DOCUMENT PASSAGE -
Watches and jewelry were pounced upon with the greatest avidity; but they were by no means disposed to slight other articles of value. Finely wrought bed quilts, scarves, and silk dresses, were appropriated without hesitation, and such of their owners as ventured to remonstrate, were silenced by abuse, abounding with the most foul and obscene epithets. All slaves, who by threats, promises or cajolery of any kind, could be induced to desert their owners, were furnished with escorts to Kansas, and such wagons and carriages as happened to be most convenient were seized to give them easy and comfortable transportation thither.

During the subsequent continuance of this brute in the vicinity of Kansas City, he and his regiment were regarded by all right-minded citizens as a curse to the place — destroying its commerce, plundering its stores, and outraging, in every possible manner, the feelings of its inhabitants. Dry goods, groceries, and drugs were forcibly taken, in large quantities, from dealers, and removed, by wagon loads, to the State of Kansas. Mules, horses, and wagons of farmers, venturing to town on business, were frequently seized and sent in the same direction. Honest, industrious laboring men from the country were sometimes halted at mid-day, and their pockets rifled by soldiers, grown so shameless by license that they took no pains to hide such robberies from public observation. In the presence of these miscreants, life was scarcely more secure than property. They murdered two of the citizens of Kansas City. One fell by their hands without having given the "slightest provocation. The other was shot in an altercation growing out of his very proper refusal to supply his murderer with liquor. Neither of the men thus slain had embraced the heresy of secession, and the first was deservedly popular with all classes for his habitual good nature and unusually accommodating disposition. The shooting of two dogs in the street would usually have elicited more attention than the murder of these Union citizens received from Jennison.

RECORDED DATA -
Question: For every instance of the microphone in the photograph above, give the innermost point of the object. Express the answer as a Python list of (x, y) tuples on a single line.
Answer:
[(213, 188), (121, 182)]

THE REQUEST -
Decide whether each statement below agrees with the passage above on Jennison's regiment near Kansas City. Answer yes or no for each and quote the deciding words.
(a) Dry goods, groceries, and drugs taken from dealers were carried to the State of Kansas.
(b) Both citizens of Kansas City killed by the soldiers had supported secession.
(c) The soldiers concealed their robberies of laboring men from public view.

RESULT OF THE EXERCISE -
(a) Yes: "removed, by wagon loads, to the State of Kansas."
(b) No: "Neither of the men thus slain had embraced the heresy of secession"
(c) No: "they took no pains to hide such robberies from public observation."